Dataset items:
--- --- ---

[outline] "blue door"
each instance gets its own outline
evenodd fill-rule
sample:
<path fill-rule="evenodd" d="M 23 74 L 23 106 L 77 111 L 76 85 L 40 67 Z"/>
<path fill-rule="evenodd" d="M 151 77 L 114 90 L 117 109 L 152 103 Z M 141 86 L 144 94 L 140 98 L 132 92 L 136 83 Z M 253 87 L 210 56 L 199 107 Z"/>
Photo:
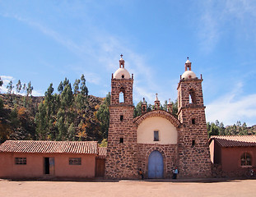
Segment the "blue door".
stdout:
<path fill-rule="evenodd" d="M 157 150 L 154 150 L 148 157 L 148 178 L 164 177 L 163 156 Z"/>

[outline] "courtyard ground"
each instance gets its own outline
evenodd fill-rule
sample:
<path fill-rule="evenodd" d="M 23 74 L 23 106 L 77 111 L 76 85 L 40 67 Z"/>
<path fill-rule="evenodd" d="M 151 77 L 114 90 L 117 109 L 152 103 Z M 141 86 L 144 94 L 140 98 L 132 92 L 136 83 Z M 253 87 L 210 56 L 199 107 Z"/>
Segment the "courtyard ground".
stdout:
<path fill-rule="evenodd" d="M 256 196 L 256 180 L 49 181 L 0 179 L 0 196 Z"/>

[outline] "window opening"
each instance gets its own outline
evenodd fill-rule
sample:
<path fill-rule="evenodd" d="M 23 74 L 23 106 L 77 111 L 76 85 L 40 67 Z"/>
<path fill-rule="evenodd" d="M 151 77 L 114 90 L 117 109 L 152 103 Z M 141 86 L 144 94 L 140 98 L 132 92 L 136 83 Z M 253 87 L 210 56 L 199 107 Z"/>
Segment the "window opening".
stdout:
<path fill-rule="evenodd" d="M 241 156 L 241 166 L 251 166 L 252 158 L 249 153 L 244 153 Z"/>
<path fill-rule="evenodd" d="M 154 141 L 159 141 L 159 131 L 154 131 Z"/>
<path fill-rule="evenodd" d="M 123 92 L 120 92 L 119 94 L 119 103 L 123 103 L 124 102 L 124 95 Z"/>
<path fill-rule="evenodd" d="M 70 158 L 69 165 L 81 165 L 81 158 Z"/>
<path fill-rule="evenodd" d="M 15 164 L 26 165 L 26 158 L 15 158 Z"/>
<path fill-rule="evenodd" d="M 196 119 L 195 118 L 192 118 L 192 124 L 196 124 Z"/>
<path fill-rule="evenodd" d="M 196 95 L 193 89 L 189 90 L 189 103 L 196 103 Z"/>

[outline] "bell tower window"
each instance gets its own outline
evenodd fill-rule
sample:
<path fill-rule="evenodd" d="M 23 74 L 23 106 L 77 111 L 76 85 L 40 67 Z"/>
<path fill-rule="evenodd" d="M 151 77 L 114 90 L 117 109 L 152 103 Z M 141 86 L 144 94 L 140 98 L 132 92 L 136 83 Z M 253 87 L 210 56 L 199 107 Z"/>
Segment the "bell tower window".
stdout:
<path fill-rule="evenodd" d="M 159 131 L 154 131 L 154 141 L 159 141 Z"/>
<path fill-rule="evenodd" d="M 119 103 L 124 103 L 124 88 L 120 89 L 120 93 L 119 93 Z"/>
<path fill-rule="evenodd" d="M 189 103 L 196 103 L 196 94 L 193 89 L 189 89 Z"/>

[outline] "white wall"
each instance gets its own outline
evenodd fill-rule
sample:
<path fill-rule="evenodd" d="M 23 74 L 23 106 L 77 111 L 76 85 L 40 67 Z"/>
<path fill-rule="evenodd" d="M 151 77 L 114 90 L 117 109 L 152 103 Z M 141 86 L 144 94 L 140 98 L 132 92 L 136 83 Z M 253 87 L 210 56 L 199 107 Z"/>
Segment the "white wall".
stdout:
<path fill-rule="evenodd" d="M 154 141 L 154 131 L 159 131 L 159 141 Z M 138 144 L 175 144 L 178 132 L 168 120 L 160 117 L 146 118 L 137 127 Z"/>

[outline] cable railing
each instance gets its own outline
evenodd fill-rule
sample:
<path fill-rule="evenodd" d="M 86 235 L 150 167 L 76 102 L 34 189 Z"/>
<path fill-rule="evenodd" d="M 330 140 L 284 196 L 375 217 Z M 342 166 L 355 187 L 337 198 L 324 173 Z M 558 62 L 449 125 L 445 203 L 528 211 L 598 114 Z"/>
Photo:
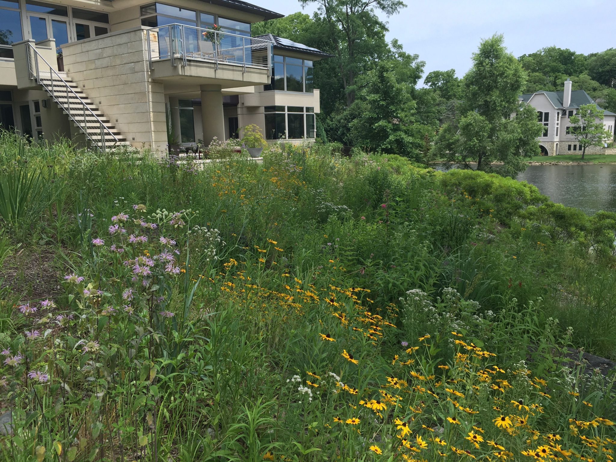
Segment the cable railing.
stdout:
<path fill-rule="evenodd" d="M 31 51 L 33 53 L 31 53 Z M 32 44 L 28 44 L 26 58 L 30 78 L 36 79 L 36 83 L 51 95 L 54 101 L 68 115 L 69 118 L 81 129 L 92 144 L 104 152 L 107 148 L 107 138 L 111 139 L 110 144 L 113 146 L 120 142 L 118 137 L 62 78 L 58 71 L 41 56 Z M 42 63 L 39 63 L 39 60 Z M 41 68 L 43 65 L 45 71 L 47 68 L 49 69 L 49 78 L 41 70 Z M 65 99 L 65 101 L 62 100 L 63 98 Z M 83 122 L 78 120 L 80 117 L 83 118 Z M 89 128 L 92 126 L 94 128 Z M 96 137 L 99 135 L 100 140 L 97 140 Z"/>
<path fill-rule="evenodd" d="M 264 39 L 221 32 L 184 24 L 169 24 L 148 30 L 148 58 L 152 62 L 168 59 L 185 66 L 188 60 L 272 69 L 274 43 Z"/>

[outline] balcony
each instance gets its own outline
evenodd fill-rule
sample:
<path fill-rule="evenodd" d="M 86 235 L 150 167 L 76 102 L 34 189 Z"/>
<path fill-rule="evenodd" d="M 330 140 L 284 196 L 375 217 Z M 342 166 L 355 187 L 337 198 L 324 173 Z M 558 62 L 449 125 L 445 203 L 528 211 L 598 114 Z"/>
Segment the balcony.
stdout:
<path fill-rule="evenodd" d="M 148 60 L 156 81 L 223 88 L 270 81 L 273 43 L 182 24 L 148 29 Z"/>

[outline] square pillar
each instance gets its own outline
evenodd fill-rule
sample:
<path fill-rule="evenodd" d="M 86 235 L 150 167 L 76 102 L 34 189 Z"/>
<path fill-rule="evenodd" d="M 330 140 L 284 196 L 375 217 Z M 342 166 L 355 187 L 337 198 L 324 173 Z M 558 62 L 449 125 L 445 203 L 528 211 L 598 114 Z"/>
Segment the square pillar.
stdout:
<path fill-rule="evenodd" d="M 201 85 L 200 89 L 203 143 L 209 146 L 214 137 L 219 141 L 225 140 L 222 87 L 220 85 Z"/>
<path fill-rule="evenodd" d="M 169 97 L 169 111 L 171 116 L 171 120 L 168 123 L 171 124 L 171 128 L 173 130 L 174 142 L 181 143 L 182 136 L 180 126 L 180 103 L 177 98 Z"/>

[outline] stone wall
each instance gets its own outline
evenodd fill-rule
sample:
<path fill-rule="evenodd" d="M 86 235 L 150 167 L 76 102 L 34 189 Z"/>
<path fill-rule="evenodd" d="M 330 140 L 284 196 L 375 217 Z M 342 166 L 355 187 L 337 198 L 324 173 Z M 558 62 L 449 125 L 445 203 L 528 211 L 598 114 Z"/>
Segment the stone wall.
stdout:
<path fill-rule="evenodd" d="M 133 146 L 166 150 L 163 86 L 150 78 L 144 30 L 63 45 L 64 68 Z"/>

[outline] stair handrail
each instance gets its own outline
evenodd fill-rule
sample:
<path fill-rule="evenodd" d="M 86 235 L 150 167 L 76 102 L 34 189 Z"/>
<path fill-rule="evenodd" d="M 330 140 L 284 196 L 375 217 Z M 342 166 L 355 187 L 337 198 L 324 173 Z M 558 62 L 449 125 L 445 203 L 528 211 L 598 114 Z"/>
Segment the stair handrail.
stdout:
<path fill-rule="evenodd" d="M 51 97 L 54 99 L 54 100 L 56 103 L 57 103 L 57 104 L 61 108 L 62 108 L 62 109 L 63 109 L 65 111 L 66 111 L 68 115 L 69 118 L 70 118 L 73 122 L 75 123 L 75 124 L 79 128 L 81 129 L 82 131 L 83 131 L 83 132 L 84 132 L 84 134 L 86 135 L 86 137 L 87 138 L 88 138 L 90 140 L 90 141 L 94 145 L 95 145 L 97 147 L 98 147 L 99 149 L 100 149 L 101 151 L 102 151 L 103 152 L 105 152 L 105 149 L 106 149 L 106 145 L 106 145 L 106 142 L 105 142 L 105 134 L 106 134 L 105 132 L 107 132 L 107 133 L 108 133 L 109 135 L 110 135 L 111 137 L 113 138 L 115 140 L 115 142 L 114 143 L 114 145 L 115 145 L 115 144 L 116 144 L 117 143 L 119 143 L 120 142 L 120 140 L 118 139 L 118 137 L 115 135 L 114 135 L 113 133 L 111 132 L 111 130 L 109 129 L 108 127 L 107 127 L 105 124 L 105 123 L 103 122 L 103 121 L 102 121 L 100 120 L 100 118 L 97 115 L 96 115 L 96 114 L 95 114 L 94 113 L 94 111 L 92 110 L 92 109 L 91 109 L 90 107 L 86 103 L 86 102 L 83 99 L 81 99 L 81 97 L 79 97 L 79 95 L 78 95 L 75 92 L 75 90 L 73 90 L 72 88 L 71 88 L 71 87 L 68 84 L 68 83 L 64 79 L 62 78 L 62 76 L 61 75 L 60 75 L 60 74 L 58 73 L 58 71 L 56 71 L 55 69 L 54 69 L 53 68 L 53 67 L 51 64 L 49 64 L 49 63 L 48 63 L 45 60 L 45 59 L 41 55 L 41 54 L 38 52 L 38 51 L 36 49 L 36 47 L 34 47 L 34 45 L 33 45 L 31 43 L 28 43 L 27 44 L 27 46 L 28 46 L 28 48 L 31 49 L 31 50 L 34 52 L 34 54 L 35 54 L 35 55 L 34 55 L 34 69 L 33 70 L 32 69 L 32 63 L 31 62 L 30 54 L 30 52 L 26 53 L 26 60 L 27 63 L 28 63 L 28 76 L 30 77 L 30 78 L 31 79 L 36 79 L 36 83 L 39 85 L 40 85 L 41 86 L 42 86 L 43 88 L 44 88 L 47 91 L 47 93 L 49 93 L 49 94 L 51 95 Z M 43 62 L 44 63 L 45 63 L 45 64 L 46 64 L 47 66 L 49 67 L 49 81 L 51 83 L 51 90 L 49 89 L 49 88 L 47 87 L 47 86 L 44 83 L 43 83 L 43 78 L 41 78 L 41 71 L 40 71 L 40 69 L 39 69 L 39 61 L 38 61 L 38 59 L 36 59 L 37 57 L 38 58 L 40 58 L 43 60 Z M 64 94 L 63 94 L 63 95 L 65 95 L 66 97 L 67 97 L 67 106 L 66 106 L 66 108 L 65 108 L 63 107 L 63 105 L 62 105 L 62 103 L 60 102 L 59 99 L 58 99 L 58 98 L 56 97 L 56 91 L 55 91 L 55 89 L 54 88 L 54 74 L 58 78 L 58 79 L 60 81 L 62 81 L 62 83 L 64 84 L 64 86 L 65 86 L 65 87 L 67 89 L 66 89 L 66 92 L 64 93 Z M 75 97 L 75 98 L 77 99 L 77 100 L 79 103 L 81 103 L 81 105 L 83 107 L 83 126 L 81 126 L 81 125 L 79 124 L 79 123 L 78 121 L 77 121 L 77 120 L 75 119 L 75 118 L 73 116 L 73 114 L 71 113 L 71 111 L 70 99 L 68 97 L 68 91 L 69 90 L 70 90 L 71 93 Z M 59 94 L 58 97 L 59 97 L 59 96 L 60 96 L 60 95 Z M 95 120 L 99 123 L 99 125 L 100 126 L 100 146 L 97 144 L 96 141 L 90 136 L 90 134 L 88 132 L 88 129 L 87 129 L 88 123 L 87 123 L 87 120 L 86 118 L 86 110 L 87 110 L 88 112 L 89 112 L 89 115 L 91 115 L 92 117 L 94 117 L 94 119 L 95 119 Z M 76 113 L 76 112 L 81 111 L 81 109 L 77 109 L 76 111 L 76 110 L 73 110 L 72 112 L 73 113 Z"/>

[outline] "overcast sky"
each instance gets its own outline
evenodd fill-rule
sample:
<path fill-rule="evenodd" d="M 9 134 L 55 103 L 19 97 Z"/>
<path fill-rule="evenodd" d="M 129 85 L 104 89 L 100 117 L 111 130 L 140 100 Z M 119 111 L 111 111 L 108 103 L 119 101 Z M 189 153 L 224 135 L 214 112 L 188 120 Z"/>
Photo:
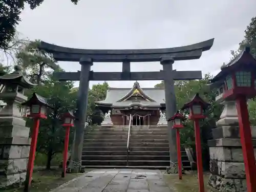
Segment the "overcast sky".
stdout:
<path fill-rule="evenodd" d="M 176 61 L 174 69 L 202 70 L 215 75 L 230 50 L 237 49 L 246 26 L 256 16 L 255 0 L 45 0 L 22 13 L 22 35 L 71 48 L 98 49 L 164 48 L 215 38 L 199 59 Z M 78 62 L 59 62 L 66 71 Z M 132 63 L 132 71 L 158 71 L 159 62 Z M 121 63 L 94 63 L 97 72 L 120 72 Z M 92 81 L 93 83 L 101 82 Z M 111 87 L 130 87 L 132 81 L 109 81 Z M 153 87 L 158 81 L 139 81 Z M 78 85 L 78 83 L 76 82 Z"/>

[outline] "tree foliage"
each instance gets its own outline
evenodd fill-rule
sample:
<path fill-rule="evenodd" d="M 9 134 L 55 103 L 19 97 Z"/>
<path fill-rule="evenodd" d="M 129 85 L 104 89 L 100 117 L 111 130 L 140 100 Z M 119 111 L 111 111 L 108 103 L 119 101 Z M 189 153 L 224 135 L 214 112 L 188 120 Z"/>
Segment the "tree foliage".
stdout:
<path fill-rule="evenodd" d="M 244 31 L 244 39 L 239 44 L 237 50 L 231 50 L 231 59 L 234 58 L 246 46 L 251 48 L 251 53 L 256 58 L 256 16 L 251 18 L 251 22 Z"/>
<path fill-rule="evenodd" d="M 16 54 L 18 65 L 28 73 L 30 81 L 37 84 L 44 82 L 53 70 L 59 69 L 51 54 L 39 49 L 39 40 L 27 41 Z"/>
<path fill-rule="evenodd" d="M 207 86 L 212 78 L 209 74 L 205 75 L 201 80 L 177 80 L 175 82 L 175 91 L 177 100 L 177 109 L 189 101 L 197 93 L 205 101 L 211 104 L 206 111 L 207 118 L 200 122 L 200 131 L 202 141 L 203 155 L 208 157 L 207 140 L 212 138 L 211 129 L 215 127 L 216 121 L 220 117 L 223 106 L 215 102 L 216 94 L 215 90 L 210 90 Z M 156 84 L 155 87 L 163 87 L 164 82 Z M 186 115 L 188 115 L 186 114 Z M 191 147 L 195 152 L 195 138 L 194 126 L 191 121 L 187 120 L 185 122 L 185 128 L 180 131 L 181 143 L 183 147 Z M 207 158 L 204 159 L 204 167 L 208 168 L 209 161 Z"/>

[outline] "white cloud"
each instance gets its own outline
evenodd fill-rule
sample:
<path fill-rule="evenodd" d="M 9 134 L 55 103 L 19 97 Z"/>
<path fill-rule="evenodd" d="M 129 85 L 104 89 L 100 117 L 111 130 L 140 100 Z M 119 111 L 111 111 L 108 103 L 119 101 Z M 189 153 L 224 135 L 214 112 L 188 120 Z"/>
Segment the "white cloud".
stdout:
<path fill-rule="evenodd" d="M 85 49 L 148 49 L 195 44 L 215 38 L 200 59 L 176 62 L 178 70 L 202 70 L 216 74 L 236 49 L 255 15 L 254 0 L 45 0 L 34 10 L 26 7 L 18 31 L 29 38 Z M 67 71 L 80 65 L 61 62 Z M 132 63 L 132 71 L 159 71 L 157 62 Z M 121 71 L 121 63 L 95 63 L 95 71 Z M 151 87 L 158 81 L 140 82 Z M 92 83 L 98 82 L 91 82 Z M 111 87 L 134 82 L 110 81 Z"/>

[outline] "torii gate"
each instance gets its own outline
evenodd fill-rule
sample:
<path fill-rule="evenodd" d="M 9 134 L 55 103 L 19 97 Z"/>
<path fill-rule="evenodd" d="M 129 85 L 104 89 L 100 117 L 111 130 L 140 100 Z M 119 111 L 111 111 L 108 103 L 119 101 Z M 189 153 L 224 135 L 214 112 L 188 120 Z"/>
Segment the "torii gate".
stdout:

--- --- ---

Turn the data lines into a numbered list, omitting blank lines. Include only the lines from the one containing "[outline] square pillar" through the one containing "169 97 L 169", both included.

1. [outline] square pillar
2. each instance gets its own outline
3. evenodd fill-rule
4. sample:
5. <path fill-rule="evenodd" d="M 86 235 L 150 167 L 76 102 L 34 189 Z"/>
6. <path fill-rule="evenodd" d="M 330 140 L 284 196 L 375 217 Z M 342 166 L 355 187 L 337 198 L 324 173 Z M 558 62 L 449 125 L 445 203 L 528 211 L 598 114 Z"/>
7. Segment the square pillar.
8. stdout:
9. <path fill-rule="evenodd" d="M 201 85 L 200 89 L 203 143 L 209 146 L 214 137 L 219 141 L 225 140 L 222 87 L 220 85 Z"/>
10. <path fill-rule="evenodd" d="M 169 97 L 169 111 L 171 116 L 171 120 L 168 123 L 171 124 L 171 128 L 173 130 L 174 142 L 181 143 L 182 136 L 180 126 L 180 103 L 177 98 Z"/>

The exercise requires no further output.